◆ Texte de lecture ◆
————————

Le quatrième critère concerne la qualité des structures organisationnelles. Une Église devrait être organisée et structurée pour aider l’accomplissement de la mission et rendre le travail communautaire plus efficace. Christian Schwartz insiste pour dire que les structures font partie du processus de croissance ; même dans la nature, l’apparition de la vie est une question d’organisation. Ce critère invite à confier des postes de responsabilité aux membres de la communauté[52]. Grâce à cette forme de gestion, on peut facilement multiplier les services des secteurs au sein de la communauté.

Le cinquième critère concerne la qualité des célébrations. Celles-ci peuvent s'adresser aux chrétiens ou aux non-chrétiens, leur style peut être formel ou spontané, leur langage « ecclésiastique » ou « familier » mais l’important c’est qu’elles soient ressenties comme des expériences édifiantes. Trop souvent les célébrations sont considérées comme un fardeau, comme un devoir à accomplir et sont terriblement ennuyeuses. À cause du manque d’enthousiasme qu’elles produisent, les chrétiens n’ont pas envie d’inviter d’autres personnes à l’Église et même s’ils le faisaient les personnes invitées ne reviendraient probablement pas. Il s’agit donc de travailler sur la qualité de la liturgie et de la prédication afin que les participants puissent dire que les célébrations les ont édifiés, qu’elles leur ont donné de la joie, de l’allégresse et une meilleure compréhension de la Parole. Ce genre de rassemblement attire les gens et fait ainsi grandir l’Église d’elle-même[53].

————————

Enregistrements du jeu de données de pointage:

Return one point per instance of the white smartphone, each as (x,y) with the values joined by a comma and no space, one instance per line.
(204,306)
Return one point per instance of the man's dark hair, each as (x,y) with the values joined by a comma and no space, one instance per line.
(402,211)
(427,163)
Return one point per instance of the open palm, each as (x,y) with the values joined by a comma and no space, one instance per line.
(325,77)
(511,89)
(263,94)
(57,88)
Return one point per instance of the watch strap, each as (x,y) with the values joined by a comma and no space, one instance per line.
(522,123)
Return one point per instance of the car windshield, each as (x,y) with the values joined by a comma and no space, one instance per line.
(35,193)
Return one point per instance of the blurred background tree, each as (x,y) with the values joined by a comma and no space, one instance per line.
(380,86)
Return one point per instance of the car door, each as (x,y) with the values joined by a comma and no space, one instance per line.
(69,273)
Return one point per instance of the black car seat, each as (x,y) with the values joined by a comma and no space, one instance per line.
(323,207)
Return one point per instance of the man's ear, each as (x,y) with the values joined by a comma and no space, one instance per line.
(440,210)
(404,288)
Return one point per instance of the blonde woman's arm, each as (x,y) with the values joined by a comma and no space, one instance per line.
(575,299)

————————

◆ Consignes ◆
a. Dans le texte sur les critères de qualité d'une Église, recopiez le passage qui commence par « Le quatrième critère » et se poursuit jusqu'à « de la communauté. », en remplaçant « communauté » par « paroisse ».
b. Répondez à ces questions sur le texte sur les critères de qualité d'une Église :
(i) Selon Christian Schwartz, de quoi les structures font-elles partie ?
(ii) Quel est l'objet du cinquième critère ?
(iii) Sur la qualité de quoi faut-il travailler pour que les célébrations édifient les participants ?

◆ Corrigé ◆
a.
Le quatrième critère concerne la qualité des structures organisationnelles. Une Église devrait être organisée et structurée pour aider l’accomplissement de la mission et rendre le travail communautaire plus efficace. Christian Schwartz insiste pour dire que les structures font partie du processus de croissance ; même dans la nature, l’apparition de la vie est une question d’organisation. Ce critère invite à confier des postes de responsabilité aux membres de la paroisse[52]. Grâce à cette forme de gestion, on peut facilement multiplier les services des secteurs au sein de la paroisse.

b.
(i) Du processus de croissance.
(ii) La qualité des célébrations.
(iii) De la liturgie et de la prédication.